→ **Task description**: When you come to the line with "the athlete's shoulder", begin repeating; continue exactly through the final line of the records and include nothing from before.

=== Section Start ===

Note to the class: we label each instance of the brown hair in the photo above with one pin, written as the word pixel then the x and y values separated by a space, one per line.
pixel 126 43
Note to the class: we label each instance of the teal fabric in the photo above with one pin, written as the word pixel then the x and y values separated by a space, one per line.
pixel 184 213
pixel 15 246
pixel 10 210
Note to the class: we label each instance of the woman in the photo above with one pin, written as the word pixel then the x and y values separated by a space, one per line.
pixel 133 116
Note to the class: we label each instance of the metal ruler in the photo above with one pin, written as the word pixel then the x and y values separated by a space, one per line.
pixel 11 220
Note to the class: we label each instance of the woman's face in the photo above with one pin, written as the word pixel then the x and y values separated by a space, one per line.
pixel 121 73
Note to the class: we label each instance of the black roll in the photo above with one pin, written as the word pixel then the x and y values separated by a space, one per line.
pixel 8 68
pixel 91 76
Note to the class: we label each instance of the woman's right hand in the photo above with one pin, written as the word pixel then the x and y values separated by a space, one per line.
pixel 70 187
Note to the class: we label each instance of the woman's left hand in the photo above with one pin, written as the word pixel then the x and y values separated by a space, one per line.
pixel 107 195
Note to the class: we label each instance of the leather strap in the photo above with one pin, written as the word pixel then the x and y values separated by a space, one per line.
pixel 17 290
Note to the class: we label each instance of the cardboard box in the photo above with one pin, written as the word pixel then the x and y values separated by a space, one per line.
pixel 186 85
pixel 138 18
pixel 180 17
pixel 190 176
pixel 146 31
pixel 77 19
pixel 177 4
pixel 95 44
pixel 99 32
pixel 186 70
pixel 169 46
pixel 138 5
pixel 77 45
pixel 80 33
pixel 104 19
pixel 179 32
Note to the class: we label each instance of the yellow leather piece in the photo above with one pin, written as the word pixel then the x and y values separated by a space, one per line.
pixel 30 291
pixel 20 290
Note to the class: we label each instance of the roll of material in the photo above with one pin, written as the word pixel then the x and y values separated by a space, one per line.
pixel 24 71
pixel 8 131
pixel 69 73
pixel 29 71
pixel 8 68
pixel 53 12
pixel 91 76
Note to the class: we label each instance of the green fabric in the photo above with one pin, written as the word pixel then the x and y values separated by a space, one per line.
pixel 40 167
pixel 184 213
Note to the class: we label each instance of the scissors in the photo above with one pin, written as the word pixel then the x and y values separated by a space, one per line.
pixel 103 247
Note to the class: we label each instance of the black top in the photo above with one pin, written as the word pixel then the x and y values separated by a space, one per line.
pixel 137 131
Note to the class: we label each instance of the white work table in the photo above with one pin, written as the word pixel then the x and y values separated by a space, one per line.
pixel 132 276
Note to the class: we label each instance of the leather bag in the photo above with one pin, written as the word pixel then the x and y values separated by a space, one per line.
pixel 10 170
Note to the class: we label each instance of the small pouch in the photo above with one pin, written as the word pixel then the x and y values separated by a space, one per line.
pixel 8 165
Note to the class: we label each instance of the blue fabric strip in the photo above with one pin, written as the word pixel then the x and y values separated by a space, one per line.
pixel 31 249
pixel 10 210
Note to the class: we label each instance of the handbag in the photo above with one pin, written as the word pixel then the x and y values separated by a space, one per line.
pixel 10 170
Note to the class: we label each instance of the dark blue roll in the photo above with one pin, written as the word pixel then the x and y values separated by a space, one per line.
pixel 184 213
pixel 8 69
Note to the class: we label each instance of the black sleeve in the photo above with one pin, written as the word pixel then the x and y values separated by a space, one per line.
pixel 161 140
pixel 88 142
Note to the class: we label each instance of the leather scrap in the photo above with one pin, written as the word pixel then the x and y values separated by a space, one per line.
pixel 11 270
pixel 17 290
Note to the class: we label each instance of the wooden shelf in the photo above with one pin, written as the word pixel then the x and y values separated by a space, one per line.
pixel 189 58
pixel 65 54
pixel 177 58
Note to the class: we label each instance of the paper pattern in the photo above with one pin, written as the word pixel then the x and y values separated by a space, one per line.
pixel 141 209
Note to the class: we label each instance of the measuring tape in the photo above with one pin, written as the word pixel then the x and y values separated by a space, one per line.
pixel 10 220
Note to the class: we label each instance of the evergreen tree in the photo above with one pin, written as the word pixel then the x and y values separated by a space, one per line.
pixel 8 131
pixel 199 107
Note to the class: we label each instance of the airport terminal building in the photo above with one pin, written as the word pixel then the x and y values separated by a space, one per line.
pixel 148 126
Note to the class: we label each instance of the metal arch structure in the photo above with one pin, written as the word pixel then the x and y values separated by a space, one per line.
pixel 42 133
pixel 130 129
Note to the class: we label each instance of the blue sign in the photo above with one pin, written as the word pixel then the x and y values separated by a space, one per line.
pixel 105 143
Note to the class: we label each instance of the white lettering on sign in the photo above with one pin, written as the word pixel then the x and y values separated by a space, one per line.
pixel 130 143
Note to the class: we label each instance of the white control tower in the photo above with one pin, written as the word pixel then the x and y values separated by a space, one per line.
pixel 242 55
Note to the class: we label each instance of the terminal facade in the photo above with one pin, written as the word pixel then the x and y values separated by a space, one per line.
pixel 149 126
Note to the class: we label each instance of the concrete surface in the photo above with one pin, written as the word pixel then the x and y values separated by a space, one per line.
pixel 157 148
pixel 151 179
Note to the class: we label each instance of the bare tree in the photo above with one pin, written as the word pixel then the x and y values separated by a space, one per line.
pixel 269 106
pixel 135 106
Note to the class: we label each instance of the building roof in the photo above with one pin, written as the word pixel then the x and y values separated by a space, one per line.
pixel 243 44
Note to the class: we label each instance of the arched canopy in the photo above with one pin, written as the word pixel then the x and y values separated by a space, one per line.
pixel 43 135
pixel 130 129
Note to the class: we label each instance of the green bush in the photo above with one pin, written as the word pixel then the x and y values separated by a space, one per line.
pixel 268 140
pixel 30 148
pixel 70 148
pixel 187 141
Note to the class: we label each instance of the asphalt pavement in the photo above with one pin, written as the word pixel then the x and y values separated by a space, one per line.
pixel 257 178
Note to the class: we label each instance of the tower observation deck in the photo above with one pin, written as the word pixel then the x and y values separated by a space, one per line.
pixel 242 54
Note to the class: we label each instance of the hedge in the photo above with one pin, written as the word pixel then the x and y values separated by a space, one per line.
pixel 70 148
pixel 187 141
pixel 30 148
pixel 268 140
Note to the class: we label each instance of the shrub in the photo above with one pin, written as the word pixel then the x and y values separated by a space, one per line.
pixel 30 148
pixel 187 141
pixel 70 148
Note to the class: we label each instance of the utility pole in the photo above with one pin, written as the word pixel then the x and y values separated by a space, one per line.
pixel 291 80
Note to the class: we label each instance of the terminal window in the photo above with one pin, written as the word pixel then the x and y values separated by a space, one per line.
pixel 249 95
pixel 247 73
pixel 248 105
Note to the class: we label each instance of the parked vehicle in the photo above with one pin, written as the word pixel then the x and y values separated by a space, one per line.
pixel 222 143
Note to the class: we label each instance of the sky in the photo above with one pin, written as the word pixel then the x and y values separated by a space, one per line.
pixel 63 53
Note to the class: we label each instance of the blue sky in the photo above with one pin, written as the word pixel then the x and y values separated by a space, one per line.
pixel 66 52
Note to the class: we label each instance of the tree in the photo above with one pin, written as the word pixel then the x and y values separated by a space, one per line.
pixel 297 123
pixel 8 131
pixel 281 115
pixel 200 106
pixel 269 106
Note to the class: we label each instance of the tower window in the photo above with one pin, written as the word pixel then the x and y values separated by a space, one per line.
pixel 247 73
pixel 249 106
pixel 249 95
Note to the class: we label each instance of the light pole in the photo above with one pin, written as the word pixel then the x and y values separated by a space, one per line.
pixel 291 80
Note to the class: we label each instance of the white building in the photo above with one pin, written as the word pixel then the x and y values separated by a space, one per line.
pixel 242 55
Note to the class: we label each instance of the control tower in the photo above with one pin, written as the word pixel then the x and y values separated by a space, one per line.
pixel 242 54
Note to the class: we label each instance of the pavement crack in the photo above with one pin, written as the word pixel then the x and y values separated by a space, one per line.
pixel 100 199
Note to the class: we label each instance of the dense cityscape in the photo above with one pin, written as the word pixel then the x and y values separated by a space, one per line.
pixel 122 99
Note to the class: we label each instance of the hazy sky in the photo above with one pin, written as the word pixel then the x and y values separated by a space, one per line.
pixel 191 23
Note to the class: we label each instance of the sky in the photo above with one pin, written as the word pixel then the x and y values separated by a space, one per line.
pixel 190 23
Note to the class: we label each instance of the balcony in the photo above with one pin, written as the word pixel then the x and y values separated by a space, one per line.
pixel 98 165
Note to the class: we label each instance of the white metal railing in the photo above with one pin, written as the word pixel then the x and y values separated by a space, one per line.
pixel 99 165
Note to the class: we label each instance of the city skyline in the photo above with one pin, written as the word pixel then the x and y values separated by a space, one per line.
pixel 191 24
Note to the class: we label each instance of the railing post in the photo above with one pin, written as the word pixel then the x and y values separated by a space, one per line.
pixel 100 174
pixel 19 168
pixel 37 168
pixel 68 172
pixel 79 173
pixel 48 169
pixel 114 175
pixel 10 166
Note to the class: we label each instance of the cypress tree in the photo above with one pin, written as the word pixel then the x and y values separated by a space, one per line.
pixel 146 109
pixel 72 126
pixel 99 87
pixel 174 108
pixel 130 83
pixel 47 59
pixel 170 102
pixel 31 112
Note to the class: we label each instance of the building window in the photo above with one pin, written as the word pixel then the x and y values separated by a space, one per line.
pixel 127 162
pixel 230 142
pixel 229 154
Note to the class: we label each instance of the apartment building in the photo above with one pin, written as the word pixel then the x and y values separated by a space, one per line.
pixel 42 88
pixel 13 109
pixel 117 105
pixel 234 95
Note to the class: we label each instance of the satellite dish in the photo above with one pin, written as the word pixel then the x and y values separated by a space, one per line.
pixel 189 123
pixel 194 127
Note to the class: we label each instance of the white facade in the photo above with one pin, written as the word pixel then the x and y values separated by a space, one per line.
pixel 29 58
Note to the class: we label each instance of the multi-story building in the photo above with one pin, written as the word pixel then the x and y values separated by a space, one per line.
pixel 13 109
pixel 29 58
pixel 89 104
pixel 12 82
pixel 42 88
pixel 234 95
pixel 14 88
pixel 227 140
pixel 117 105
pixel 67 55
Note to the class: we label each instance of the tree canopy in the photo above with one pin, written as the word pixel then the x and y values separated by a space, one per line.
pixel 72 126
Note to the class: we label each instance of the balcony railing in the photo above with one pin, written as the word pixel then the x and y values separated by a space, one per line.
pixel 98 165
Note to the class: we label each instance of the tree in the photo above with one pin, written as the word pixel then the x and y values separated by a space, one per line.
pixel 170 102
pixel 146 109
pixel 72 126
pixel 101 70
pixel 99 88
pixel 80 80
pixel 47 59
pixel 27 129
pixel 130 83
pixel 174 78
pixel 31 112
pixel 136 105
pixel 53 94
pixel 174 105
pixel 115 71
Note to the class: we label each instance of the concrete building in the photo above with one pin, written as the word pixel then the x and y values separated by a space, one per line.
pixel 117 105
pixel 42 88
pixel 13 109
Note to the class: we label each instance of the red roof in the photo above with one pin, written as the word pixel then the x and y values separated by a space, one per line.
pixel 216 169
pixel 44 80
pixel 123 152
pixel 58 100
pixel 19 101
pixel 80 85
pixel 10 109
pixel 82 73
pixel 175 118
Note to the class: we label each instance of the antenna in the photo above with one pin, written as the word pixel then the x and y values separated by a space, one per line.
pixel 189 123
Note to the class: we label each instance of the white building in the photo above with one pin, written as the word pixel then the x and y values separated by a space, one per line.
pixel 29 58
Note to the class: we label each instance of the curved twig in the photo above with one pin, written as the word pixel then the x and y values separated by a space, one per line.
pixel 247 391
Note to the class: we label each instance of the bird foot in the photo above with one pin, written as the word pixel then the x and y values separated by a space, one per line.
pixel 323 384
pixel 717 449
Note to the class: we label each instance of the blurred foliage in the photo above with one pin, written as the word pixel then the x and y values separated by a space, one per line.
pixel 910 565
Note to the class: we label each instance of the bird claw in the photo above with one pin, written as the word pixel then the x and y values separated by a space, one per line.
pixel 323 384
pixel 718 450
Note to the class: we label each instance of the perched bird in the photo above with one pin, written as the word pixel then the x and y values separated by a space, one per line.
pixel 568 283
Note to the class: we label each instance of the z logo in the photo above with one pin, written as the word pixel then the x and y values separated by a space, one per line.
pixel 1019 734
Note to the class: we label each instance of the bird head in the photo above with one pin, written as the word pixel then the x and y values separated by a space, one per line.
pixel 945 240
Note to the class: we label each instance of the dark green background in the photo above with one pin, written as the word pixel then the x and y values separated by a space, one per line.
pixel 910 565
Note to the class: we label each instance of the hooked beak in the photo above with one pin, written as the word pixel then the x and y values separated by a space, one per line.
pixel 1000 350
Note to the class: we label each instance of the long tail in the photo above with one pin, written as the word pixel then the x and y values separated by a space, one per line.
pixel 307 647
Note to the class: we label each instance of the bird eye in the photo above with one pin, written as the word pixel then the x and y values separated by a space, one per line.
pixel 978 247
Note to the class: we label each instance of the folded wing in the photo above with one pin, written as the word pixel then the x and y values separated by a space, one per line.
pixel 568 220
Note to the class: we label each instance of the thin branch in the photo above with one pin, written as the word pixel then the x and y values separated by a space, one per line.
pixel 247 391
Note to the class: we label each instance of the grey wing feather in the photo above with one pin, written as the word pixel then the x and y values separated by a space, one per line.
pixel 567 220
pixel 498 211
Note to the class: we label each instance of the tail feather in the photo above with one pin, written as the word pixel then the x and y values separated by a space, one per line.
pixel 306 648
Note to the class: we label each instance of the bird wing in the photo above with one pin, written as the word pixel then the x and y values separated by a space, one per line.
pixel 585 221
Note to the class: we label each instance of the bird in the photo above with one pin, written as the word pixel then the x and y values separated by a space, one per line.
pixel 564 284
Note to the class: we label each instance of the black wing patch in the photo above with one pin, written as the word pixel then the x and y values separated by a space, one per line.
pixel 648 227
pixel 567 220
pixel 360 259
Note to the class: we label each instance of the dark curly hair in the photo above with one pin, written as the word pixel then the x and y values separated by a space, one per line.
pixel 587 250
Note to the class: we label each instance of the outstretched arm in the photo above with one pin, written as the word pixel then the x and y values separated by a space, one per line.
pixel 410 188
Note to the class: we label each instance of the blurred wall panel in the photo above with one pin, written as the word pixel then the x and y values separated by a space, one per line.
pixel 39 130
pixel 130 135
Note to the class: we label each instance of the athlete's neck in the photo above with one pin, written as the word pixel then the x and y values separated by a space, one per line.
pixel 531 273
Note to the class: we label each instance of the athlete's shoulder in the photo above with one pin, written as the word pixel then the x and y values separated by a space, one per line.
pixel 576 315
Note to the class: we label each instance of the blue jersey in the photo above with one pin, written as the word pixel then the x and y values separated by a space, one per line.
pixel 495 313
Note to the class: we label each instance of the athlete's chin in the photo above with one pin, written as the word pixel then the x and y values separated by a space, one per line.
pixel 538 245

=== Section End ===

→ **Reply**:
Note to the class: we label each instance of the athlete's shoulder in the photo above with one pin, written as the word pixel then the x and y values separated by a space, one per line.
pixel 576 315
Note to the class: we label each instance of the blue jersey in the photo above with one pin, written as the word pixel then the x and y values separated by a space, one per line.
pixel 495 313
Note to the class: we label each instance of the athlete's chin in the photo above with one pin, written as the word pixel then the x and y values separated by a space, one per line.
pixel 538 245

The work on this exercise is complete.